Data for the task:
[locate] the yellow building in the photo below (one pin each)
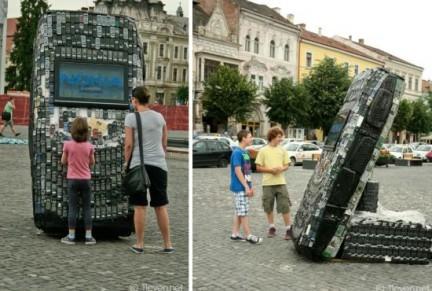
(315, 47)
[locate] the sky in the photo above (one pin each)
(401, 28)
(14, 6)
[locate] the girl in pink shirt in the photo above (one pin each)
(78, 155)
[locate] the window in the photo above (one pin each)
(256, 45)
(272, 49)
(184, 75)
(286, 53)
(161, 50)
(160, 98)
(159, 73)
(175, 74)
(247, 43)
(308, 60)
(261, 82)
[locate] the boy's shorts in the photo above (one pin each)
(278, 193)
(241, 203)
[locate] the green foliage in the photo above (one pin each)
(326, 87)
(183, 95)
(287, 103)
(421, 118)
(19, 76)
(403, 116)
(228, 94)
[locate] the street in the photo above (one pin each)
(221, 264)
(31, 260)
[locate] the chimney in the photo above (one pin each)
(290, 17)
(277, 9)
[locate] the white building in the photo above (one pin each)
(165, 44)
(410, 72)
(213, 44)
(3, 32)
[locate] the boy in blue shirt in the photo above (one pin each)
(241, 186)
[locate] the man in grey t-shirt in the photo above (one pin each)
(155, 138)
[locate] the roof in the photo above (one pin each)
(263, 10)
(384, 53)
(200, 18)
(330, 42)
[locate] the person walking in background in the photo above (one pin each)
(7, 117)
(241, 186)
(155, 140)
(78, 155)
(273, 161)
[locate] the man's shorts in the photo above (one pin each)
(241, 203)
(158, 189)
(278, 193)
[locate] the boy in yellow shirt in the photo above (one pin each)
(273, 161)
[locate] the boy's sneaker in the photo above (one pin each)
(90, 241)
(288, 234)
(167, 251)
(67, 240)
(253, 239)
(271, 232)
(237, 238)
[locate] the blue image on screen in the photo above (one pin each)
(91, 81)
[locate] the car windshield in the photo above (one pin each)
(425, 148)
(291, 146)
(396, 149)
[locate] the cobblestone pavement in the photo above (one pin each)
(30, 260)
(274, 265)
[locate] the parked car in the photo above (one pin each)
(222, 138)
(397, 151)
(422, 150)
(298, 151)
(429, 156)
(257, 143)
(210, 152)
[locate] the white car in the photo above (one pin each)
(299, 151)
(224, 139)
(421, 151)
(257, 143)
(398, 151)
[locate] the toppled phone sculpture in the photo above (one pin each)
(349, 155)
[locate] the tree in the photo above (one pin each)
(183, 95)
(326, 86)
(403, 116)
(421, 119)
(19, 75)
(228, 94)
(286, 103)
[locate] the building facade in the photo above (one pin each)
(165, 45)
(214, 44)
(256, 38)
(3, 37)
(410, 72)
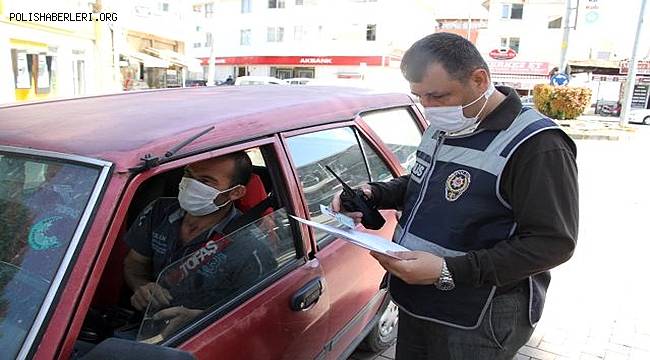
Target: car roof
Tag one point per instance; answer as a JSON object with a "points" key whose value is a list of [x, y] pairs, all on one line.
{"points": [[123, 127]]}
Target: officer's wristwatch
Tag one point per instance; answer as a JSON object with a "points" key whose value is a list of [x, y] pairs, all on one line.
{"points": [[445, 281]]}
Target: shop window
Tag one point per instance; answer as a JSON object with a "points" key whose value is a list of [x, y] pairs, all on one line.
{"points": [[209, 10], [298, 32], [512, 11], [517, 11], [371, 32], [275, 34], [555, 24], [245, 37], [276, 4], [245, 6], [514, 44]]}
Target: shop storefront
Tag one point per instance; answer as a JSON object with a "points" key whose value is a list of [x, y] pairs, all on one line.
{"points": [[519, 75], [151, 62], [319, 67], [34, 68]]}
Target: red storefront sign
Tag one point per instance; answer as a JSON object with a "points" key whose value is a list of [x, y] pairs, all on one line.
{"points": [[503, 54], [298, 60], [519, 67], [643, 67]]}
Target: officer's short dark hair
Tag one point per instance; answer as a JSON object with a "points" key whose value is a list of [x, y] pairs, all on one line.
{"points": [[457, 55], [243, 168]]}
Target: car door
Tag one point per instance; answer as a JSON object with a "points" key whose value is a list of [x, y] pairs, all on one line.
{"points": [[399, 131], [282, 314], [353, 277]]}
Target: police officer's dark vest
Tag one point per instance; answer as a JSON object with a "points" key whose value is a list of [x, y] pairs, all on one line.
{"points": [[452, 206]]}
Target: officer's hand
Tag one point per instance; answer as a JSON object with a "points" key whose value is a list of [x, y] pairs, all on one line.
{"points": [[175, 318], [415, 267], [158, 296], [337, 206]]}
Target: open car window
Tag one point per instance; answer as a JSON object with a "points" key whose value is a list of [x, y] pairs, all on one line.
{"points": [[224, 268], [41, 204]]}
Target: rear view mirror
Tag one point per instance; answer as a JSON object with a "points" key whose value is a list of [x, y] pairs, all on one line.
{"points": [[120, 349]]}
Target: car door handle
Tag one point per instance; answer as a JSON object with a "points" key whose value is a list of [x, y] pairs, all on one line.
{"points": [[307, 295]]}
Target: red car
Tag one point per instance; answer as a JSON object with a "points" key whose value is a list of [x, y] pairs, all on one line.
{"points": [[75, 174]]}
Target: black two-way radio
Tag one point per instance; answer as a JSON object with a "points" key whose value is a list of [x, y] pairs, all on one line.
{"points": [[356, 200]]}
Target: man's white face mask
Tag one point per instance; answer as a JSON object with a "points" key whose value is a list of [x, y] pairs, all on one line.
{"points": [[197, 198], [451, 119]]}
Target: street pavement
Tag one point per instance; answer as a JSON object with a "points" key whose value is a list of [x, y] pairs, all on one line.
{"points": [[598, 305]]}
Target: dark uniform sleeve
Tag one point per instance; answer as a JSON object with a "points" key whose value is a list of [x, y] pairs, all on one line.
{"points": [[390, 194], [541, 183], [138, 237]]}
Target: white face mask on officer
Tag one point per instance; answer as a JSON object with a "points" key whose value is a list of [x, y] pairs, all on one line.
{"points": [[197, 198], [451, 119]]}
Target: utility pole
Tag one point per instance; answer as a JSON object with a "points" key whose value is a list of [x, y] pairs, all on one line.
{"points": [[565, 36], [469, 24], [631, 72], [211, 60]]}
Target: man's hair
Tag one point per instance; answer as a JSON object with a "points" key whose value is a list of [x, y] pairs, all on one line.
{"points": [[243, 168], [458, 56]]}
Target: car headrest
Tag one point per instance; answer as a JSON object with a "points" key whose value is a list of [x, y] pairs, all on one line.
{"points": [[255, 194]]}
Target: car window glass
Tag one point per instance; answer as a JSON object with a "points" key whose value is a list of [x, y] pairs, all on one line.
{"points": [[256, 157], [398, 130], [336, 148], [222, 269], [379, 171], [41, 203]]}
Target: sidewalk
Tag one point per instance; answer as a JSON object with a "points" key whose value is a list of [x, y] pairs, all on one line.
{"points": [[594, 127]]}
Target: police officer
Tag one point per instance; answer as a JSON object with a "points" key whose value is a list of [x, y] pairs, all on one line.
{"points": [[490, 206]]}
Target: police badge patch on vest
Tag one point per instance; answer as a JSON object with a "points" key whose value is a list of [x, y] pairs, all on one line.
{"points": [[456, 184]]}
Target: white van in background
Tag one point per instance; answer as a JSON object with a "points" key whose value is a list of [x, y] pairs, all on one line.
{"points": [[259, 80]]}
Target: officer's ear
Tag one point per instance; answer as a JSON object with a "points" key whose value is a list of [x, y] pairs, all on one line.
{"points": [[480, 79]]}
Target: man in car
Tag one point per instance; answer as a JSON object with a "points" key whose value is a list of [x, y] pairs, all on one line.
{"points": [[180, 260]]}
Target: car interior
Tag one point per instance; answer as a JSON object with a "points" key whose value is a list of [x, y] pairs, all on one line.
{"points": [[111, 313]]}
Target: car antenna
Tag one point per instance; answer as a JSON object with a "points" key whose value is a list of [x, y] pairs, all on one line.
{"points": [[149, 161]]}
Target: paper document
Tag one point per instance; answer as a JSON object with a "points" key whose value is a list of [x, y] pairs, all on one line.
{"points": [[368, 241]]}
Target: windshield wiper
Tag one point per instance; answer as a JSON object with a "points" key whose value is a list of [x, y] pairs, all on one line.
{"points": [[149, 161]]}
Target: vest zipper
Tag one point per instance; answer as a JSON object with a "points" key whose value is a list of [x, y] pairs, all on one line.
{"points": [[440, 139]]}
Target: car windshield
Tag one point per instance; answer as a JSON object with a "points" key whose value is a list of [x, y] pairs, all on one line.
{"points": [[41, 202]]}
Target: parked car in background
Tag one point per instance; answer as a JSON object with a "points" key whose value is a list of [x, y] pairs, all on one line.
{"points": [[69, 194], [259, 80], [527, 101], [611, 109], [639, 116], [192, 83]]}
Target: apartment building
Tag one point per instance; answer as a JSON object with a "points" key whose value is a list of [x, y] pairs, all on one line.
{"points": [[322, 39]]}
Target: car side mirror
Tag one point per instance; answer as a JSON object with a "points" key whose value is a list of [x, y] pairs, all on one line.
{"points": [[114, 348]]}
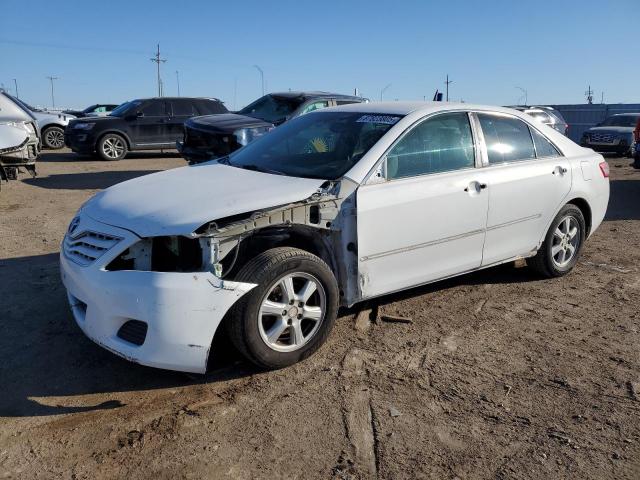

What the task asks: Reproduce, exactly as they stand in the data above, the lines from the one that holds "Target: police officer's dark vest" to the one that holds "Target: rear view mirror", inclusive.

Finished exercise:
Target: police officer's dark vest
Tag one point per instance; answer as a JSON object with a "points" key whose value is a list of [x, y] pairs, all on one line.
{"points": [[452, 206]]}
Target: officer's hand
Tag one point per instance; answer as a JSON object with a "points" key whose value is a list of [x, y] pairs, all on one line.
{"points": [[175, 318], [415, 267], [158, 296], [337, 206]]}
Target: open car window
Tag one point per instance; answer as a JSON object with a "points" key whose value is a list of [x, y] pairs, all on one line.
{"points": [[224, 268], [41, 204]]}
Target: rear view mirror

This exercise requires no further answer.